Oleh: Dahlan Iskan
Dia seorang profesor, doktor dan dokter. Pekerjaanya mengajar, bertugas di rumah sakit dan melakukan penelitian mengenai berbagai penyakit. Saya bisa membayangkan betapa supernya orang seperti itu. Atau, sebaliknya, betapa sulitnya menyusun prioritas.
Tapi apa pun tugas profesor, doktor, dokter itu ternyata yang paling menentukan adalah ini: dari mana SK kepegawaiannya. Dari menteri kesehatankah? Dari menteri pendidikankah? Dari (dulu) kementerian Ristekkah?
Yang paling sulit adalah kalau tugas utamanya di lembaga penelitian tapi SK kepegawaiannya dari menteri pendidikan atau menteri kesehatan. Lembaga penelitian penyakit seperti ini akan sulit maju. Fondasinya keropos: sulit cari dokter yang mau jadi peneliti. Kalau toh ada yang mau sifatnya sementara. Atau dirangkap alias sambilan.
Mengapa? Masa depan peneliti bidang kedokteran tidak menarik. Setidaknya tidak mungkin jadi profesor. Jalur birokrasinya tidak ada. Di kementerian pendidikan atau juga di kementerian kesehatan tidak dikenal pintu peneliti yang bisa jadi guru besar. Peneliti yang bisa jadi guru besar hanya yang bekerja di LIPI.

Data Sumber:
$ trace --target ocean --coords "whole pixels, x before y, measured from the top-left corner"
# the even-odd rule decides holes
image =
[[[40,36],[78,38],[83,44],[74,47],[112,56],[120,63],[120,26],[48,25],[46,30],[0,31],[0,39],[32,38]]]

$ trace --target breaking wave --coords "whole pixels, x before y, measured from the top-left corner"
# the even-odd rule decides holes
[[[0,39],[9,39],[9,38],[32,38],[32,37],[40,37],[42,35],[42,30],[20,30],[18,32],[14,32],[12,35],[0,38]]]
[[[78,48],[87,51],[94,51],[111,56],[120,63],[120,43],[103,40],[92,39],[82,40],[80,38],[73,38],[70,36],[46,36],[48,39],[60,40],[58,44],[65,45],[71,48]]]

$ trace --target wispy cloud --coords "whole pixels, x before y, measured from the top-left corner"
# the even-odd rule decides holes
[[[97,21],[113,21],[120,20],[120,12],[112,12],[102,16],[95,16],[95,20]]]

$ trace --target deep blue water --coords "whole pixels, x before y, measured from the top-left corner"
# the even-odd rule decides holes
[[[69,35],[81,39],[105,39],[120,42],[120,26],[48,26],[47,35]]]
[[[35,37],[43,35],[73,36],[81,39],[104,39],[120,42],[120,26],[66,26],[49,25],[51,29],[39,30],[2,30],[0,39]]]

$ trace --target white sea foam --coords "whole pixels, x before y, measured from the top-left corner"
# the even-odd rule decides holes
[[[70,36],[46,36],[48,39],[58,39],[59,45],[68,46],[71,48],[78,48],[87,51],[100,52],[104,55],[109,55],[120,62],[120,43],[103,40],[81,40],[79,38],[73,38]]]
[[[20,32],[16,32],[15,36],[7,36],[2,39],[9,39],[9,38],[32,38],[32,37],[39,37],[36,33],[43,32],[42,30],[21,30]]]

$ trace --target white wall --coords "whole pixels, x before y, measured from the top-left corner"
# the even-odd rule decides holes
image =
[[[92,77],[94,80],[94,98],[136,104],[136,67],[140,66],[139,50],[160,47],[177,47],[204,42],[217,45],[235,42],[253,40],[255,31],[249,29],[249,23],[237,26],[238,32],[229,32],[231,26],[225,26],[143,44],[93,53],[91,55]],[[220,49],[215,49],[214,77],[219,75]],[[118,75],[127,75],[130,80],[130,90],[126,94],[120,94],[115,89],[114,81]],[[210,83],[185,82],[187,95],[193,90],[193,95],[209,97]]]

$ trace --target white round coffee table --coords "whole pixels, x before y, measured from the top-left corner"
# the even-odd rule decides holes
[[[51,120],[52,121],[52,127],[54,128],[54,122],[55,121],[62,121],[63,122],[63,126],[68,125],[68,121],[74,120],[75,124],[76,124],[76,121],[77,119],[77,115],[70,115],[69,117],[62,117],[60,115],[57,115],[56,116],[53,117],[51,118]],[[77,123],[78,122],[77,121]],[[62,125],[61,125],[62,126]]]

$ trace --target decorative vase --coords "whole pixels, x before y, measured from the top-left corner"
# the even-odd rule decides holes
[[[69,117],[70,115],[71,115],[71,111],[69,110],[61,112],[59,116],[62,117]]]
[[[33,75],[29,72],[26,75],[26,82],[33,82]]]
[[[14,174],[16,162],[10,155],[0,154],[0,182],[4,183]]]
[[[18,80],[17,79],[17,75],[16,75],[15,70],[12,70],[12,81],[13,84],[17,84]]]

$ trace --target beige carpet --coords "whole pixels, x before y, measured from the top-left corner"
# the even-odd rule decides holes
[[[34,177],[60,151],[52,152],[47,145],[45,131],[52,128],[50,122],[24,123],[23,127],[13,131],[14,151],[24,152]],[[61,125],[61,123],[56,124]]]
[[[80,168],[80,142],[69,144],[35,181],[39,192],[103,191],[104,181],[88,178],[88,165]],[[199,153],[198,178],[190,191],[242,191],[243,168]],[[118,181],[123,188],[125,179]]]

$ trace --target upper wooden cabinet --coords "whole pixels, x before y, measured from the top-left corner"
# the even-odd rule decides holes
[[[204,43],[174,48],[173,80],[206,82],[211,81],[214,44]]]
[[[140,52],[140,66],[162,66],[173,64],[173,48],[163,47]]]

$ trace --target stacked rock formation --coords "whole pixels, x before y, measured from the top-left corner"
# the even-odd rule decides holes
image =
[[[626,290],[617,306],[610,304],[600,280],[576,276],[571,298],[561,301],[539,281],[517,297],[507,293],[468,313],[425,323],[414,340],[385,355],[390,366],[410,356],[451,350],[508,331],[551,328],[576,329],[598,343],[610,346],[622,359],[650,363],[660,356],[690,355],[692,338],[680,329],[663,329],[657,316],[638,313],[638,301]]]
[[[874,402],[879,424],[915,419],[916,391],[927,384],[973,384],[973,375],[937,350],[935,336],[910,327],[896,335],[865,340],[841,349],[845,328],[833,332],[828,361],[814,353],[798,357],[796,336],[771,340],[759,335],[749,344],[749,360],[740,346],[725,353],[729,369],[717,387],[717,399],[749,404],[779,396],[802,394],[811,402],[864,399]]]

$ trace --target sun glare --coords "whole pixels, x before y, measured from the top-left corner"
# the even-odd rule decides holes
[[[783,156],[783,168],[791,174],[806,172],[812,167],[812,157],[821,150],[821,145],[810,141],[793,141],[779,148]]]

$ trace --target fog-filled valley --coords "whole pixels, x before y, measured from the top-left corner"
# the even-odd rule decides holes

Petunjuk Latihan:
Tolong sebutkan semua pekerjaan sang profesor, doktor, dan dokter yang disebut dalam kutipan teks tentang peneliti kedokteran.

Hasil Latihan:
- Mengajar
- Bertugas di rumah sakit
- Melakukan penelitian mengenai berbagai penyakit